• _PROMPT_
Line by line, copy the material below exactly.

• _AVAILABLE DATA_
**********
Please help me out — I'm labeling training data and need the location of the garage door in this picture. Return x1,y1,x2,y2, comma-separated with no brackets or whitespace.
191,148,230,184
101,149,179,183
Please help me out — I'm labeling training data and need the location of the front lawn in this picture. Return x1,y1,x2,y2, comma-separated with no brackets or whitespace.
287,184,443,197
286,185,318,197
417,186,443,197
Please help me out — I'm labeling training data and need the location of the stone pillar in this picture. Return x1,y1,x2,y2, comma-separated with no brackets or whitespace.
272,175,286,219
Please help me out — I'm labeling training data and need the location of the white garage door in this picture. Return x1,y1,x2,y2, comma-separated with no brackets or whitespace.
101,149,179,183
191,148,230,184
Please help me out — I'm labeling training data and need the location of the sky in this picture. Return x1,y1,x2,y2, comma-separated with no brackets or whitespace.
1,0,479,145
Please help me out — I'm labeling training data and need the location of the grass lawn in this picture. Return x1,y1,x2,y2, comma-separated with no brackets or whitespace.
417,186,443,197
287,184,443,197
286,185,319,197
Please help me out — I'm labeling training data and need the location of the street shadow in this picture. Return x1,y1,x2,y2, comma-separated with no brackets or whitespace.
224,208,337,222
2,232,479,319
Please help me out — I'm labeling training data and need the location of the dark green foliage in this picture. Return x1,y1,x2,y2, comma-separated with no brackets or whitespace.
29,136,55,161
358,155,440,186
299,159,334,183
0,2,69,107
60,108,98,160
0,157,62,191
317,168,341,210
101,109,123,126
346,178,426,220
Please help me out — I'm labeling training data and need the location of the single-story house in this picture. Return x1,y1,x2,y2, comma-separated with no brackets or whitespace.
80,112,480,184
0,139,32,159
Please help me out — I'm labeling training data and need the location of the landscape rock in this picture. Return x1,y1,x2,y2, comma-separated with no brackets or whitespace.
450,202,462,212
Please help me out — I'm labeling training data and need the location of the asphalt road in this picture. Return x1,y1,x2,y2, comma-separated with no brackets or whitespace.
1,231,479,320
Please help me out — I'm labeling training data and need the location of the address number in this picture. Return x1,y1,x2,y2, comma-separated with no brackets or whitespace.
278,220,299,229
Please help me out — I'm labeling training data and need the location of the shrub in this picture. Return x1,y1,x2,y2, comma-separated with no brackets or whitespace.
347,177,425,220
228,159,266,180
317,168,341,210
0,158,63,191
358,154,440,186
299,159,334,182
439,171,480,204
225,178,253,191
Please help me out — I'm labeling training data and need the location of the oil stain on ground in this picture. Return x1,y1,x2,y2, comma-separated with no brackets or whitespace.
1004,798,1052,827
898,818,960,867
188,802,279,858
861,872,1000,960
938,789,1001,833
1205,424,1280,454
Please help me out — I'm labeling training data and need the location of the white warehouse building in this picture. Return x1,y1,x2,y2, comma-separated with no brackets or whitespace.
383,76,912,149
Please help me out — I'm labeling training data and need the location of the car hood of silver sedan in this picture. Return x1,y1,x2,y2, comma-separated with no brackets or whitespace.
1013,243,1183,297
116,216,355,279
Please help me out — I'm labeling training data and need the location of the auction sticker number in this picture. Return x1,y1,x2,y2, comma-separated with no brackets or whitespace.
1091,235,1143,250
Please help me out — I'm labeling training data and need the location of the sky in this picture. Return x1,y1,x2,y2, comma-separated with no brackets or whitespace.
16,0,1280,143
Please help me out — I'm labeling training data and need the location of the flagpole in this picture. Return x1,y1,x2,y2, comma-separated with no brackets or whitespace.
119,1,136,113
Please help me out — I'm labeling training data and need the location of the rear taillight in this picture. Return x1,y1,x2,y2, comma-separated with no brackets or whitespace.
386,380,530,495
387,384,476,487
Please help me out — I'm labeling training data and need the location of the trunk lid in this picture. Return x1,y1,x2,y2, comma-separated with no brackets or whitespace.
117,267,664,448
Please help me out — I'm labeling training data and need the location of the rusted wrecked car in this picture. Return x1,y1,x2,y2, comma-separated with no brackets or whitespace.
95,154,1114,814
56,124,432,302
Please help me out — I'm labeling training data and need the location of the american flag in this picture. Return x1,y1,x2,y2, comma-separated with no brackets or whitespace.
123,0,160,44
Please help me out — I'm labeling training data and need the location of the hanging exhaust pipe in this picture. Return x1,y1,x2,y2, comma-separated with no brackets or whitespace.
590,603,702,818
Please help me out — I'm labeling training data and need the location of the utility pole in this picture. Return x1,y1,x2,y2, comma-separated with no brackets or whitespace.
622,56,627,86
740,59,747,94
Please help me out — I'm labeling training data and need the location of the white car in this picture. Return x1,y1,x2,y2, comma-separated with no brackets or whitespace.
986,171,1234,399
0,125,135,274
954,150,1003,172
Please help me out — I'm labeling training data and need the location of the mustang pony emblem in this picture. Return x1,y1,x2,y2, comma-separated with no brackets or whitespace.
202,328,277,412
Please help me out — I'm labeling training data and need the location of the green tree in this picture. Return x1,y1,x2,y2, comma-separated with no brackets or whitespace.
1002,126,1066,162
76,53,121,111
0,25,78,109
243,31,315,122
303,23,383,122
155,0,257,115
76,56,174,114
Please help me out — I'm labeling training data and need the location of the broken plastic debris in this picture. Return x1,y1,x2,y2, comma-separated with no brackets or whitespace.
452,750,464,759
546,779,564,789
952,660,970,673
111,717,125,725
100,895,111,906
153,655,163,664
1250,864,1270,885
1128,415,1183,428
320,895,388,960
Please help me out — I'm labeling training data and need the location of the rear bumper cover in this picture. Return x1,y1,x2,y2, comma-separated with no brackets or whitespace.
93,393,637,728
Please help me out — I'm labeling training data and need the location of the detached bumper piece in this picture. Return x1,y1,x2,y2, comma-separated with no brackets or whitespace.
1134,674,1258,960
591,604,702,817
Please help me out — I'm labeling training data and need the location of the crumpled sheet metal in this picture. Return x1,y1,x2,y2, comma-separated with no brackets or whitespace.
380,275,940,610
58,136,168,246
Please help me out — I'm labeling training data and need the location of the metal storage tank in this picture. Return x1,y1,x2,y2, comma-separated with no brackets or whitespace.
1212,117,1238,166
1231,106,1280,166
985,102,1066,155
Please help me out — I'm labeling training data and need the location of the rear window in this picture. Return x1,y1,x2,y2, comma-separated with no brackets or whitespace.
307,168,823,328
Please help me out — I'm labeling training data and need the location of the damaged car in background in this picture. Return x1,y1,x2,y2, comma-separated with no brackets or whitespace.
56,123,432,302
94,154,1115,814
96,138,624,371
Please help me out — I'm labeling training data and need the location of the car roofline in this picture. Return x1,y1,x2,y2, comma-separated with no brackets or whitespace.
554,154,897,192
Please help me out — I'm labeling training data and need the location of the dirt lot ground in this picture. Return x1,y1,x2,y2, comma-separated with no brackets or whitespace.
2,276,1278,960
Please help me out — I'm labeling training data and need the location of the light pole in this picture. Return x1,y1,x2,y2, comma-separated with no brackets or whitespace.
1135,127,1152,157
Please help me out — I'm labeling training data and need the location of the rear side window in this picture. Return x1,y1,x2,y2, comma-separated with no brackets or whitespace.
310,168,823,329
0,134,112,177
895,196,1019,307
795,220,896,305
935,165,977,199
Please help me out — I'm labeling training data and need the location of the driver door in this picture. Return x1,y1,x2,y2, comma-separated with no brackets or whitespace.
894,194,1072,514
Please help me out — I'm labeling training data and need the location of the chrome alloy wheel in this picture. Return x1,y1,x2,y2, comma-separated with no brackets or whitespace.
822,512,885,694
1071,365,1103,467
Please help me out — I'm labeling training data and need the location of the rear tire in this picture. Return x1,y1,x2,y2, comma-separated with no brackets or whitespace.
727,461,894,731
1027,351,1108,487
**********
• _SOLUTION_
Please help me out — I'm labeling training data and need the location of the garage door in this picture. Return x1,y1,x2,y2, comma-separated with no brackets or whitespace.
191,148,230,184
101,149,179,183
Please help me out — I'm labeling training data and need the location of the front lawn in this picture. Return x1,y1,x2,y2, comma-separated with no brackets or whitespace.
287,184,443,197
286,185,318,197
417,186,443,197
Please help me out — I'm labeling training data and need the location of the stone pillar in this picture. Return x1,y1,x2,y2, comma-separated with no brackets or whitespace.
272,175,286,219
Please help me out — I'm labeling training data and need the location of the white garage door in this picture. Return x1,y1,x2,y2, comma-separated with no brackets or whitespace.
101,149,179,183
191,148,230,184
Please help me out — I'm labeling training data and need the location of the sky in this picture. Return x1,y1,x2,y2, comma-separated with no brackets or whitespace.
1,0,479,145
Please help me out — I'm labeling training data and need the location of the grass lawn in this picture. Return x1,y1,x2,y2, comma-separated with no brackets or whitespace.
417,186,443,197
287,184,443,197
286,185,319,197
Please help me out — I'm labeling training data and need the location of the street shadow in this picture. Return x1,y1,x2,y2, comma-separated with no brackets or whitespace.
224,208,337,222
2,232,479,319
Please help me out — I'm labeling training data and need the location of the dark green foliage in this picture. Return x1,y1,x2,y2, comma-separated with no brackets or whitespace.
29,136,55,161
358,155,440,186
299,159,334,183
0,2,69,107
60,108,98,160
0,157,62,191
317,168,341,210
101,109,123,126
346,178,426,220
Please help me out — I'm labeling training data and need the location of the single-story house in this picture. Return x1,y1,x2,y2, comma-separated with no brackets or whitespace.
80,112,480,184
0,139,32,159
Please help me out — I'm labeling training data and need the location of the landscape rock in this picture. Return x1,y1,x2,y2, comma-separated with no brackets or whitespace.
450,202,462,212
Please help me out — I'm labeling training data and need the location of the asphalt road in this picture. Return x1,y1,x2,y2, comma-separated with no brackets or whitespace.
1,231,479,320
Please help me out — I'm labeling training data and need the location of the address number in this picture. Return x1,y1,x2,y2, comma-separated with no brackets or whitespace.
278,220,299,229
Please help me out — I'm labeling training data and need the location of the shrub in this picture. Return x1,y1,x2,y2, comma-separated with no brackets or whitespace.
347,177,425,220
228,159,266,180
317,168,341,210
0,158,63,191
358,154,440,186
299,159,334,182
439,171,480,204
225,178,253,191
Please help me out — I'm labeling training data and need the location of the oil stain on ground in this picture. Return x1,y1,x2,y2, comma-separated with no brackets or whitespace.
1004,798,1052,827
898,818,960,867
188,802,279,858
861,872,1000,960
938,789,1001,833
1205,424,1280,454
Please help me out — I'm labeling training data and need the location of the white warehouse building in this picture. Return x1,y1,x2,y2, comma-separated with no brackets or whitespace.
383,76,912,149
Please help me out — I'm labeling training data and need the location of the car hood of silver sedan in this picture. Return x1,y1,x2,y2, comma-separated with no brackets or whitespace.
1013,243,1183,297
116,216,355,279
Please help me out — I'm labeling training data and need the location of the auction sticker number in this picture. Return x1,y1,x2,y2, comma-separated with no brackets or whitespace.
1091,235,1143,250
Please help me out — I'm labeling training data and need the location of the sky in this picture. Return x1,y1,x2,y2, comma-separated with no brackets or whitespace.
16,0,1280,143
Please help me out — I'm labeling training data and need the location of the flagpole in this picture. Return x1,y1,x2,y2, comma-separated with no brackets or whitespace.
119,1,136,113
Please help me out — I'm labeling training data and need the location of the rear taillight in this picture. Return x1,y1,x2,y2, comma-separated with no brackets or whitespace.
386,380,530,495
387,384,476,487
Please help me out — I'm labeling training data and need the location of the trunk lid in this picture. Return x1,y1,x2,y2, comma-separated with no brackets or whitespace.
117,267,664,448
Please help me out — I'm labeling training data and need the location of the rusted wrecked car in this picture. Return x1,y1,x2,y2, comma-separated with no brackets or whitespace.
95,154,1114,814
56,124,432,302
Please help me out — I'm labeling training data and need the location of the american flag in this picture. Return x1,y1,x2,y2, comma-separated with no brackets or whitespace.
123,0,160,44
Please help me out — I'm labeling training data and need the location of the hanging exhaust pipe in this picture. Return x1,y1,x2,y2, comma-separated with no brackets or whitespace.
590,603,702,818
Please help me out — I'm labeling training data and need the location of the utility pole in this picture. Return x1,y1,x2,y2, comma-separated with no brackets or whitespace.
622,56,627,86
740,59,747,94
Please help me out — I'm labeling training data and need the location of the white car in this picture. Return x1,y1,x2,y2, comma-separated with no brackets or whitespace.
986,171,1234,399
0,125,135,274
954,150,1003,172
Please help me out — I'm labeling training data and need the location of the mustang pony emblem in this picture. Return x1,y1,x2,y2, comma-separated with no brackets or whitespace.
202,328,277,412
Please help me out — I'm labeling training data and need the location of the green tree in this picture. Return x1,y1,x2,y2, comma-separated with no brackets or whitespace.
1002,126,1066,162
76,53,121,111
0,25,78,109
243,31,315,122
303,23,383,122
155,0,257,115
76,56,174,114
Please help me out — I'm labeling training data and need the location of the broken plastic debris in this picture. Return x1,y1,x2,y2, comma-separated with no brackets or whitespace.
452,750,464,759
546,779,564,789
952,660,970,673
111,717,125,725
100,895,111,906
153,655,163,664
1250,864,1270,885
1128,415,1183,428
320,895,388,960
Please help me out — I'm labeling training data and need the location of the rear bumper cover in this picture. Return x1,y1,x2,y2, comma-separated with no brackets or whitespace.
93,393,637,728
Please help me out — I'm labeling training data and need the location of the detached bumper piece in this picture. Return x1,y1,x2,y2, comma-separated with no brackets or whitespace.
1134,674,1258,960
591,604,702,817
Please help me out — I'm labeling training data and need the location of the crumpled sheet metal in this picture. Return x1,y1,x2,y2, comma-separated with no brackets or whitespace.
380,275,940,610
58,136,168,246
Please help me out — I'm labeling training data and need the location of the metal storage tank in this picture. Return x1,y1,x2,y2, comma-separated with no brackets or whitespace.
1212,117,1238,166
1231,106,1280,166
985,102,1066,155
Please help me out — I'm labeling training data and need the location of the rear window in this picture. Return x1,y1,x2,y2, comma-separated with no brackets or whitespace.
307,168,823,328
Please help me out — I'm labeling training data and need the location of the damaged car in background in this picture. Return x1,y1,x2,y2, comma-separated with no brackets or whitespace.
56,123,432,302
94,154,1115,814
96,138,624,371
Please help me out — I'm labeling training data and need the location of the car roofline in this picture. Return x1,y1,x2,y2, comma-separated with no brackets or whitespace.
554,154,897,192
Please help me out — I'm labeling training data and need the location of the dirt lot ground in this picture. Return x1,y1,x2,y2, comma-separated with no brackets or whitespace.
2,276,1278,960
Please help me out — I'm labeling training data and need the location of the light pole in this picture. Return x1,y1,x2,y2, comma-separated with no brackets or whitespace.
1135,127,1152,157
Please help me out — I'm labeling training data and need the location of the rear side window in this picture. Return x1,y1,x2,y2, comma-separated with no brackets or whitespace.
310,168,823,329
0,134,112,177
895,196,1019,307
795,220,896,305
935,165,977,199
Please help me out — I'm labeling training data and need the location of the driver door in this picture. Return x1,y1,x2,y2, comma-separated with no brackets or whitespace.
894,194,1072,514
Please help me out — I'm labeling training data and need the location of the chrome alloy wheel in this picture. Return x1,y1,x2,y2, comma-separated with no brackets or whitespace.
822,512,885,694
1071,365,1103,467
Please help me out — I'm labeling training data and need the location of the rear tire in this picture. Return x1,y1,x2,y2, comma-separated with no brackets or whitespace.
727,461,894,731
1027,351,1108,487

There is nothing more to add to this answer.